═══ Dataset

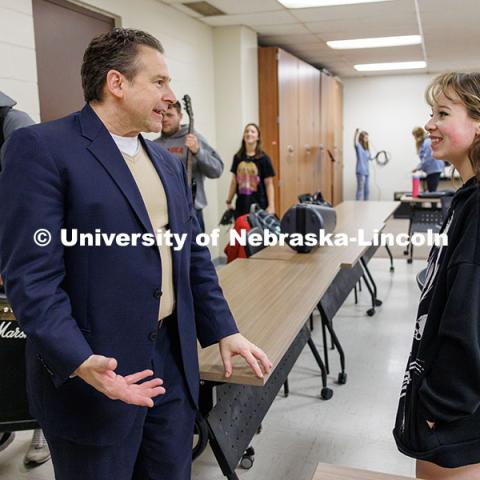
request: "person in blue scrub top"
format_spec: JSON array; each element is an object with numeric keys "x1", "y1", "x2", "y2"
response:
[
  {"x1": 353, "y1": 128, "x2": 371, "y2": 200},
  {"x1": 412, "y1": 127, "x2": 445, "y2": 192}
]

══════

Directive:
Could you express the listing above as a JSON list of strings, with one string for each line and no blank lines, leaving the pictures out?

Solution:
[
  "request: \"person in blue scrub top\"",
  "format_spec: JSON array; each element is an object with numeric keys \"x1\", \"y1\", \"x2\", \"y2\"",
  "response:",
  "[",
  "  {\"x1\": 353, \"y1\": 128, \"x2\": 371, \"y2\": 200},",
  "  {\"x1\": 412, \"y1\": 127, \"x2\": 445, \"y2\": 192}",
  "]"
]